TASK DIRECTIONS. Copy out word for word the stretch of items from the line that contains "Where can the apartment" through the end of the items, keeping both the first and last lines.

>> start RECORDS PROVIDED

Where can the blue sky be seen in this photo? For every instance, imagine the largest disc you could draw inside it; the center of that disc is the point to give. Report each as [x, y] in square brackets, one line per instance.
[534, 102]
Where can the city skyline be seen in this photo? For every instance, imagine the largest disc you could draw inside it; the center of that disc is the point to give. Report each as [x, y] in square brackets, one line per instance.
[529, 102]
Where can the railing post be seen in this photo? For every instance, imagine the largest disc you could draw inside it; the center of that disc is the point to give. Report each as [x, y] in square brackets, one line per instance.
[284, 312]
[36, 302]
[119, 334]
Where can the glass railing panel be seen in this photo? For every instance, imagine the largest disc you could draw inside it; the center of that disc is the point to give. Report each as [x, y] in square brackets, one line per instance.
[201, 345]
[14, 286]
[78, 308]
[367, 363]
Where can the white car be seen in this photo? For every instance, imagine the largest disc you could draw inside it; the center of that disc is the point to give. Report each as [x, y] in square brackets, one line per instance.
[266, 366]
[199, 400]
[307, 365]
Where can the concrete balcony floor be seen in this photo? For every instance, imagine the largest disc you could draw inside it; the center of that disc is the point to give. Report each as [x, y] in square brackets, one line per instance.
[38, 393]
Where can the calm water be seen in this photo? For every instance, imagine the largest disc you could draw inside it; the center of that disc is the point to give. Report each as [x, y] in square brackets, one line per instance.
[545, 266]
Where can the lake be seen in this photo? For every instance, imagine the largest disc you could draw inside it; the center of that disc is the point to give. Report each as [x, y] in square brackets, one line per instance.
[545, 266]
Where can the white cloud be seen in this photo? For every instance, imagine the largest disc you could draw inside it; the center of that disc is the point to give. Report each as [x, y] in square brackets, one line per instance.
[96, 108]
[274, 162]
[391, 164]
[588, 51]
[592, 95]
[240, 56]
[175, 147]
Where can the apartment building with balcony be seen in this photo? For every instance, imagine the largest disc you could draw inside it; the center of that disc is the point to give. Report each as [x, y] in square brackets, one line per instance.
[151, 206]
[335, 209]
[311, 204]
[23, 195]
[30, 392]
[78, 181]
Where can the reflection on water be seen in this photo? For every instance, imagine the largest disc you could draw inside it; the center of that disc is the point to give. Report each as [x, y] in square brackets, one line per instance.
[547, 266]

>> end RECORDS PROVIDED

COMPLETE RESPONSE.
Where can the apartment building with balcony be seen in this photo? For every instance, imagine the largest disc you could draw inside it; the center of that disc is the point to give. Report each as [x, y] in square brackets, one line per instance.
[151, 206]
[335, 209]
[311, 204]
[23, 195]
[30, 392]
[78, 181]
Where can the reflection on water be seen in this photo? For every instance, imagine the largest disc you could draw inside it; the center of that disc is the point to give. Report each as [x, y] in square brackets, one line per instance.
[547, 266]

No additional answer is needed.